── Data for review ──
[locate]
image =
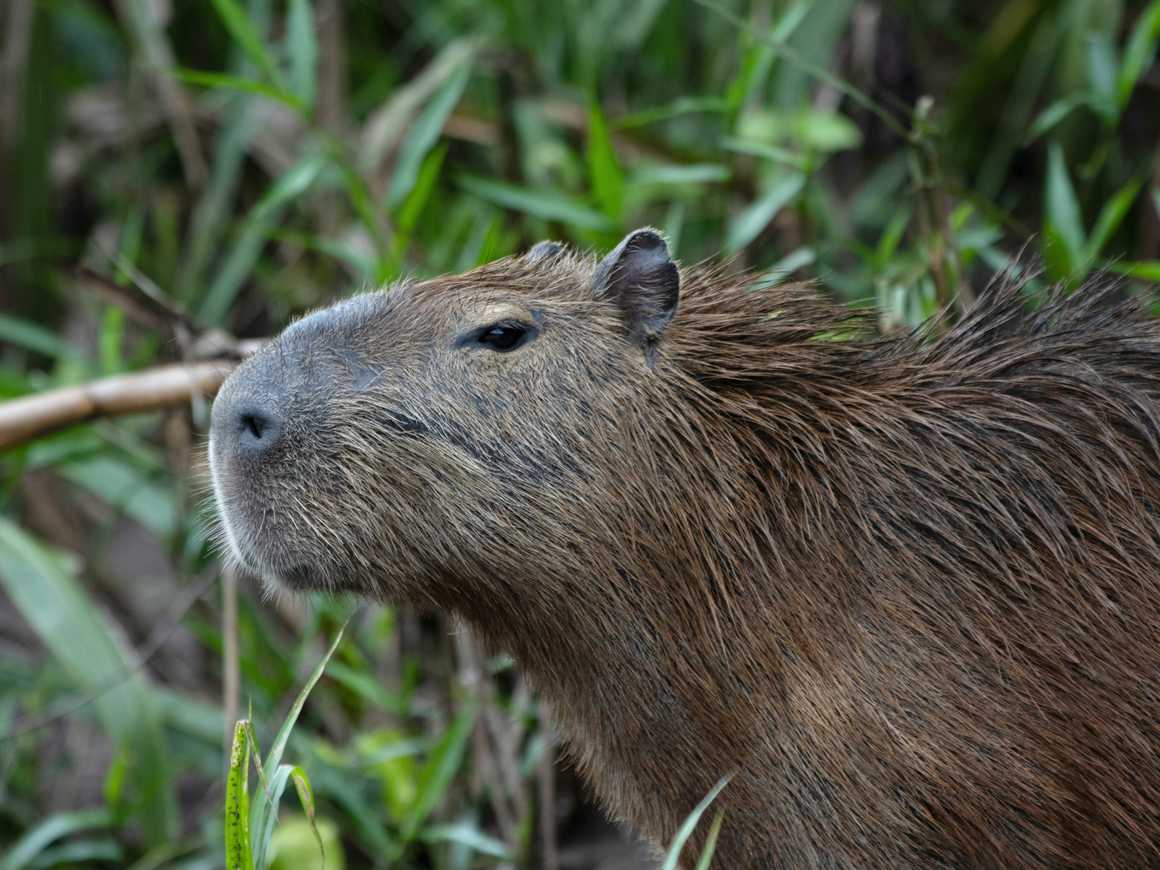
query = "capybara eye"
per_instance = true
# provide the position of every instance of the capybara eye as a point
(506, 335)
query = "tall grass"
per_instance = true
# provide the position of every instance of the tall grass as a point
(240, 161)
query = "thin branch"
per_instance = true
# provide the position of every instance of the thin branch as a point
(231, 667)
(167, 386)
(140, 299)
(549, 850)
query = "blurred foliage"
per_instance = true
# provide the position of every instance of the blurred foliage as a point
(245, 160)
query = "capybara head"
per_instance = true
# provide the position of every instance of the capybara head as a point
(403, 442)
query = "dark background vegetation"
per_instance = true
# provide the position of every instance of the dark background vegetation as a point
(245, 160)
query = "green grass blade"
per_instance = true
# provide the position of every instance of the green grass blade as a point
(468, 834)
(306, 798)
(747, 225)
(259, 224)
(246, 36)
(1139, 52)
(42, 584)
(36, 338)
(270, 796)
(690, 823)
(238, 854)
(24, 852)
(1111, 216)
(261, 821)
(239, 84)
(1063, 223)
(603, 171)
(274, 758)
(425, 132)
(707, 854)
(439, 770)
(302, 46)
(1142, 269)
(544, 204)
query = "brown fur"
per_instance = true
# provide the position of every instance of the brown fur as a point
(907, 589)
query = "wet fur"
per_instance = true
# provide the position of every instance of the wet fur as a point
(907, 591)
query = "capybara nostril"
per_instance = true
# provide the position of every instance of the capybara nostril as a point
(255, 428)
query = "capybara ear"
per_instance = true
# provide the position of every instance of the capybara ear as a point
(543, 249)
(644, 282)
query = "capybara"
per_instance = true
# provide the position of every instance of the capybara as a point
(905, 589)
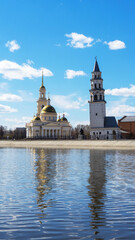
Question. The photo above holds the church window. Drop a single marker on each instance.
(95, 97)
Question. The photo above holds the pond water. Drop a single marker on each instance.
(67, 194)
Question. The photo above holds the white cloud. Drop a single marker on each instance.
(27, 96)
(7, 109)
(71, 73)
(126, 92)
(3, 86)
(115, 45)
(8, 97)
(58, 45)
(65, 113)
(68, 102)
(12, 70)
(121, 110)
(76, 40)
(22, 120)
(12, 45)
(30, 62)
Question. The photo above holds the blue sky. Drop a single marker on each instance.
(63, 37)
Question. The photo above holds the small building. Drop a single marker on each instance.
(45, 124)
(101, 126)
(20, 133)
(127, 126)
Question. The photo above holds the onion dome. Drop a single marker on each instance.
(42, 87)
(35, 119)
(48, 109)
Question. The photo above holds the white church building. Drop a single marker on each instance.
(101, 126)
───
* [What you are asked to do]:
Please retype the material in full, exactly as it reads, apart from the images.

* [Solution to this task]:
[locate]
image =
query = "capybara eye"
per_instance = true
# provide the position of every instance of the capybara eye as a point
(506, 335)
query = "tall grass"
per_instance = true
# provide the position of every instance of the tall grass as a point
(240, 161)
query = "thin branch"
per_instance = true
# provide the position of every instance of the thin branch as a point
(231, 667)
(167, 386)
(140, 299)
(549, 850)
query = "blurred foliage"
per_instance = true
# provide the position of every instance of the blurred foliage as a point
(245, 160)
query = "capybara head"
per_instance = true
# provide the position of every instance of the capybara head as a point
(403, 442)
query = "dark background vegetation"
per_instance = true
# provide the position of every instance of the dark background vegetation as a point
(245, 160)
query = "green grass blade"
per_instance = true
# provide the position of every instance of the green grass blade as a point
(468, 834)
(306, 798)
(747, 225)
(259, 224)
(246, 36)
(1139, 52)
(42, 584)
(36, 338)
(270, 796)
(690, 823)
(238, 854)
(24, 852)
(1111, 216)
(261, 821)
(239, 84)
(1063, 223)
(603, 171)
(274, 758)
(425, 132)
(707, 854)
(439, 770)
(302, 46)
(1142, 269)
(544, 204)
query = "brown fur"
per_instance = true
# provide the position of every instance of the brown fur as a point
(907, 589)
query = "wet fur"
per_instance = true
# provide the position of every instance of the wet fur as a point
(907, 591)
query = "capybara nostril"
per_instance = true
# provide the position of every instance of the capybara nostril as a point
(255, 428)
query = "capybara ear"
per_instance = true
# provide the position of every instance of the capybara ear as a point
(543, 249)
(644, 282)
query = "capybara"
per_instance = true
# provide the position of every instance of the capybara as a point
(905, 589)
Question. The photo above holds the church window. Drop a single marker on each instance.
(95, 97)
Question. The photo above holds the pond water. Drop a single marker on each instance.
(67, 194)
Question. The photo above holds the white cloud. Drop a single marker on each instance.
(27, 96)
(7, 109)
(71, 73)
(126, 92)
(3, 86)
(115, 45)
(8, 97)
(58, 45)
(65, 113)
(68, 102)
(12, 70)
(121, 110)
(76, 40)
(22, 120)
(12, 45)
(30, 62)
Question. The photo above holds the blue sky. Drop a single marker on each instance.
(63, 37)
Question. The photo above holds the small building. Drop a single marker on each instance.
(45, 124)
(101, 126)
(20, 133)
(127, 126)
Question. The photo above holds the onion dome. Drop a single marker on each instance.
(42, 87)
(35, 119)
(48, 109)
Question. The photo above holds the white church building. Drop a single marker on each instance.
(101, 126)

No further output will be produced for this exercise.